◆ PASSAGE PROVIDED ◆

----------------

Brownie Cookie Cake Recipe

Brownie Cookie Cake combines a rich, fudgy brownie base with a soft, chocolate chip cookie topping for a deliciously unique dessert. The recipe blends deep chocolate flavors and contrasting textures in one cake, offering indulgence in every bite. Easy to prepare, it’s baked in a single pan and perfect for sharing. This cake satisfies cravings for both brownies and cookies, making it a favourite treat for gatherings or cozy nights.
Prep Time 25 minutes
Cook Time 30 minutes
Total Time 55 minutes
Servings: 12 servings
Course: Dessert
Cuisine: American
Calories: 280

Ingredients
  

Brownie Layer:
  • 1/2 cup all purpose flour
  • 2 tsp vanilla extract
  • 3/4 cup Dutch process cocoa powder spooned and leveled
  • 1 cup unsalted butter
  • 1 cup granulated sugar
  • 1/2 cup dark brown sugar
  • 1 tsp kosher salt
  • 3 large eggs
Cookie Layer:
  • 1 cup unsalted butter softened to room temperature
  • 3 1/2 cups confectioners’ sugar
  • 1/2 cup Dutch process cocoa powder
  • 1 1/2 cups all-purpose flour
  • 1/2 tsp baking soda
  • 1/4 tsp salt
  • 1 large egg
  • 1 tsp vanilla extract
  • 3/4 cup semi sweet chocolate chips

Equipment

  • 9-inch cake pan or springform pan
  • Saucepan (for melting chocolate and butter)

----------------

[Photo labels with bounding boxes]
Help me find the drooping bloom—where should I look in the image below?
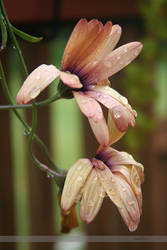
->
[17,19,142,146]
[61,147,144,231]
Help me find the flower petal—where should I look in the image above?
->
[60,72,83,89]
[62,19,103,72]
[80,169,105,223]
[115,174,140,231]
[73,91,103,122]
[61,159,92,213]
[85,42,142,84]
[100,147,144,173]
[93,160,122,207]
[107,111,125,146]
[16,64,60,104]
[76,21,112,74]
[88,117,109,147]
[79,22,121,75]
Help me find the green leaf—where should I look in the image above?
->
[0,14,8,51]
[12,26,43,43]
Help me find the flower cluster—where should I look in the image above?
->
[17,19,144,231]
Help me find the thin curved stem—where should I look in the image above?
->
[28,101,66,189]
[0,93,61,110]
[0,60,62,173]
[0,0,28,77]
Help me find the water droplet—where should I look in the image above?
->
[77,165,82,170]
[113,110,121,119]
[128,201,135,206]
[122,187,127,192]
[134,51,139,56]
[88,201,94,207]
[124,47,128,52]
[104,61,112,68]
[30,86,41,99]
[77,175,82,181]
[36,75,40,80]
[119,95,128,105]
[24,129,30,135]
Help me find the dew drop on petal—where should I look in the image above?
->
[124,47,128,52]
[77,176,82,181]
[30,87,41,99]
[36,75,40,80]
[119,95,128,105]
[104,61,112,68]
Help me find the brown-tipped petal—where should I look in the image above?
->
[61,159,92,212]
[95,160,122,207]
[80,22,121,74]
[88,117,110,147]
[73,91,103,122]
[60,72,83,89]
[114,174,140,231]
[107,111,125,145]
[86,42,142,84]
[62,19,103,71]
[80,170,105,223]
[16,64,60,104]
[76,21,112,74]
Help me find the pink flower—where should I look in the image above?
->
[17,19,142,146]
[61,148,144,231]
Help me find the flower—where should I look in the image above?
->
[61,147,144,231]
[17,19,142,147]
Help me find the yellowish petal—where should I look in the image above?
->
[61,159,92,213]
[80,170,105,223]
[95,160,122,207]
[16,64,60,104]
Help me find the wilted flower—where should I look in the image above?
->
[17,19,142,146]
[61,147,144,231]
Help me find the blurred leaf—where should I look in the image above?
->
[0,13,8,51]
[12,26,43,43]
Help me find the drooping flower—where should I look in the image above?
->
[17,19,142,146]
[61,147,144,231]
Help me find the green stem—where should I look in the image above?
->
[0,93,61,110]
[0,0,28,77]
[0,60,62,173]
[28,101,65,189]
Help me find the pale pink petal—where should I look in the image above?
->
[115,174,140,231]
[100,147,144,172]
[85,42,142,84]
[107,108,126,146]
[88,117,109,147]
[85,86,135,135]
[77,22,121,75]
[62,19,103,71]
[87,85,137,119]
[60,72,83,89]
[80,169,105,223]
[92,159,122,207]
[16,64,60,104]
[73,91,103,122]
[61,159,93,212]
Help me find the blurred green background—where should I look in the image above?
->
[0,0,167,250]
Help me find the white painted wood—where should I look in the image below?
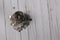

----------------

◆ INSTRUCTIONS ◆
A. Summarize the brownie cookie cake recipe in two sentences.
B. Write a continuation of the brownie cookie cake recipe that begins after its last line.

◆ RESPONSE LIST ◆
A. The Brownie Cookie Cake layers a rich, fudgy brownie base under a soft chocolate chip cookie topping and is baked in a single pan, which makes it good for sharing at gatherings or on cozy nights. It takes 55 minutes in all, makes 12 servings, lists 280 calories, and calls for a 9-inch cake or springform pan and a saucepan.

B.
  • Parchment paper (optional, for lining)
  • Mixing bowls (2–3)
  • Electric hand mixer or stand mixer
  • Whisk & spatula
  • Measuring cups and spoons or kitchen scale
  • Oven

Method
 

  1. Preheat your oven to 350°F (175°C). Grease a 9-inch pan or line it with parchment paper. In a medium saucepan, melt the butter and chocolate chips over low heat, stirring until smooth. Remove from heat and stir in the granulated sugar, brown sugar, and cocoa powder.
  2. Add the eggs, one at a time, whisking well after each. Stir in vanilla extract, then gently fold in the flour and salt until combined. Pour the brownie batter evenly into the prepared pan. In a large mixing bowl, cream the softened butter and confectioners’ sugar until smooth and fluffy.
  3. Add in the egg and vanilla extract, beating well. Mix in the cocoa powder, followed by the flour, baking soda, and salt. Fold in the chocolate chips. Drop spoonfuls of cookie dough over the brownie batter, then gently spread it out with a spatula (it doesn’t have to be perfect rustic layers are fine!).
  4. Bake in the preheated oven for 25–30 minutes, or until a toothpick inserted into the center comes out with a few moist crumbs. Allow to cool in the pan for at least 20 minutes before slicing. Serve warm with a scoop of vanilla ice cream or enjoy it as-is.

Notes

Baking time is key over bake and it’ll lose the fudgy interior. Room temperature egg yolk blends better for the cookie layer.
Feel free to swap semi sweet chips for white or dark chocolate, or add a handful of nuts. To get cleaner slices, chill the slice for 15 minutes before cutting again. Use parchment to lift it out easily no knife scouring the pan.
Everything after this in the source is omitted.